[Collected data entries]
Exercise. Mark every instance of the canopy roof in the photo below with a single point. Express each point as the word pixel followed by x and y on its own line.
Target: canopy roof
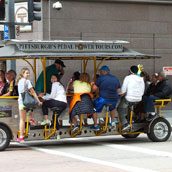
pixel 29 49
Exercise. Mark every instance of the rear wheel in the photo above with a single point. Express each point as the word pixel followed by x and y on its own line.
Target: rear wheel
pixel 160 130
pixel 130 136
pixel 4 137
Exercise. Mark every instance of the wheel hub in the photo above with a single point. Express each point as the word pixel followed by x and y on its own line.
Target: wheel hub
pixel 161 130
pixel 3 137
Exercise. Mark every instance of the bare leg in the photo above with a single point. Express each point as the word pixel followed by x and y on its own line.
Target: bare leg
pixel 22 121
pixel 113 114
pixel 45 117
pixel 74 121
pixel 31 114
pixel 95 119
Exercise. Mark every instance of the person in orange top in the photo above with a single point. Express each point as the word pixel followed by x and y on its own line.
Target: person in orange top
pixel 81 102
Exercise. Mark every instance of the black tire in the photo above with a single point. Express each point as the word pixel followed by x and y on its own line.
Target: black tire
pixel 130 136
pixel 160 130
pixel 4 137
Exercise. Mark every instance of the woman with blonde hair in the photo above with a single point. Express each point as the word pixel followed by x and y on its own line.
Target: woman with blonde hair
pixel 24 84
pixel 81 102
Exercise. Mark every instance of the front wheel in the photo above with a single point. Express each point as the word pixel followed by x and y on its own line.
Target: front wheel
pixel 160 130
pixel 4 138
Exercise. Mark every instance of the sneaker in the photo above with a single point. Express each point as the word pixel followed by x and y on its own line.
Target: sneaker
pixel 58 137
pixel 20 139
pixel 75 129
pixel 32 122
pixel 46 122
pixel 96 128
pixel 113 125
pixel 150 117
pixel 125 127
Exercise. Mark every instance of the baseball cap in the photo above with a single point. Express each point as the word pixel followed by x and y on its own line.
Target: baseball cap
pixel 60 62
pixel 105 68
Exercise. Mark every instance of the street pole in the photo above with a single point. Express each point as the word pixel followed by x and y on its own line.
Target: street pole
pixel 11 64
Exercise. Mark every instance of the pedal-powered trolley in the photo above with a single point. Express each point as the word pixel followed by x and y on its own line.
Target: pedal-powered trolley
pixel 33 52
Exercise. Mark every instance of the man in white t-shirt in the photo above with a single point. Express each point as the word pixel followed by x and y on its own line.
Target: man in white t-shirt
pixel 132 91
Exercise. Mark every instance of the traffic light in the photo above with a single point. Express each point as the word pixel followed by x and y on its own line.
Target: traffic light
pixel 34 10
pixel 2 9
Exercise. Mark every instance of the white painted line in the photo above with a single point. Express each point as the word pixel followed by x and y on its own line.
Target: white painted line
pixel 96 161
pixel 140 150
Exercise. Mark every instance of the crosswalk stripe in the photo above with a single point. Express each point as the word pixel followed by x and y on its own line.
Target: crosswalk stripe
pixel 93 160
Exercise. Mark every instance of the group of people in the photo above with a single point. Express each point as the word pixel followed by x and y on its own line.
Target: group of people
pixel 7 83
pixel 117 97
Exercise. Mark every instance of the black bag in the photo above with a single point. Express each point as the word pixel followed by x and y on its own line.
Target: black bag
pixel 29 101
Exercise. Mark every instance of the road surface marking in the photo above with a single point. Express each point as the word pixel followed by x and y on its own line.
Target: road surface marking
pixel 92 160
pixel 140 150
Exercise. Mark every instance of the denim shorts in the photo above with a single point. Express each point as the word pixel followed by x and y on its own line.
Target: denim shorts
pixel 100 102
pixel 21 107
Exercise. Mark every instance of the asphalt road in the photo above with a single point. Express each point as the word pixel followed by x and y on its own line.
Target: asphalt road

• **Exercise**:
Could you replace each "photo" with "image" in all the items above and write them out again, otherwise unchanged and without the pictures?

• **Finished exercise**:
Exercise. Mark every instance of the canopy roof in the image below with a single point. Express each point as the word pixel followed by x and y on its own line.
Target: canopy roof
pixel 29 49
Exercise. Mark every instance of the rear wheel in the image above with a single point. Express each point as the word pixel followed by x and y on its own line.
Target: rear wheel
pixel 160 130
pixel 130 136
pixel 4 137
Exercise. Mark every instance of the wheel hub in the image above with a single point. Express each point as the word pixel followed by x and y on its own line.
Target: wheel hub
pixel 161 130
pixel 3 137
Exercise. Mark every instance of the bare leg in the image above with a single point. Express each point as the word pixel followed by x and y on its own line.
Target: bare leg
pixel 22 121
pixel 113 114
pixel 45 117
pixel 74 121
pixel 31 114
pixel 95 119
Exercise. Mark every instance of the person in orange top in the image above with a single point. Express each point as the word pixel followed by x and y on its own line.
Target: person in orange top
pixel 81 102
Exercise. Mark every instance of the black tire in the image above with a single point. Express each point as the word pixel followed by x and y on its own line.
Target: black tire
pixel 130 136
pixel 160 130
pixel 4 137
Exercise. Mark every instance of the woman with blonde hair in the image above with a single point. Express each point as the word pixel followed by x and y on its own line.
Target: woman with blonde hair
pixel 24 84
pixel 81 102
Exercise. Mark every instance of the front wheel in the image above with a single point. Express each point as the word pixel followed by x and y on its own line.
Target: front wheel
pixel 160 130
pixel 4 138
Exercise. Mark every instance of the sneaker in the image above with a single point. Express each point as the word pixel followed by x and y on its own line.
Target: sneaker
pixel 58 137
pixel 20 139
pixel 75 129
pixel 32 122
pixel 46 122
pixel 96 128
pixel 113 125
pixel 150 117
pixel 125 127
Exercise. Mark every instance of the baseball cap in the image above with a single point. Express each point as the word pixel followed by x and y on its own line.
Target: baseball cap
pixel 60 62
pixel 105 68
Exercise. Mark every instance of the street pole in the image above with a single point. Express each point as the word pixel followed by x and y on its own line.
Target: street pole
pixel 11 64
Exercise. Mark every instance of the pedal-powered trolley in the image above with a single point. Express each point as the word pixel followed by x and y on its own line.
Target: pedal-powered trolley
pixel 33 52
Exercise. Mark every instance of the man in white t-shirt in the image above with a single point. Express each point as the word pixel followed by x and y on its own line.
Target: man in white t-shirt
pixel 132 91
Exercise. Mark every instance of the traffic light in the image above with a single point. Express each point as the word pixel followed by x and y on its own line.
Target: traffic light
pixel 34 10
pixel 2 9
Exercise. Mark every instance of the white painted line in the image above with a single point. Express each point as the word pixel followed by x and y on its own line.
Target: white painted line
pixel 96 161
pixel 140 150
Exercise. Mark every instance of the crosswalk stripe in the image above with a single point. Express each point as the word pixel followed by x and y on its own line.
Target: crosswalk stripe
pixel 93 160
Exercise. Mark every instance of the group of people in the image above with a single point. Express each point as the word pixel followed by x and y on its own line.
Target: group of people
pixel 7 83
pixel 117 97
Exercise. Mark every instance of the black bag in the image above with a single point. Express each point as the word pixel followed by x and y on its own line.
Target: black bag
pixel 29 101
Exercise. Mark every instance of the road surface marking in the image above with a single point. Express each point as the word pixel followed by x and y on its own line.
Target: road surface marking
pixel 92 160
pixel 140 150
Exercise. Mark every instance of the denim shorts in the image above with a single point. Express each point as the word pixel followed by x and y on its own line.
Target: denim shorts
pixel 100 102
pixel 21 107
Exercise. Mark every instance of the asphalt road in the image above with a single point. Express each point as the word pixel followed by x and y on its own line.
Target: asphalt road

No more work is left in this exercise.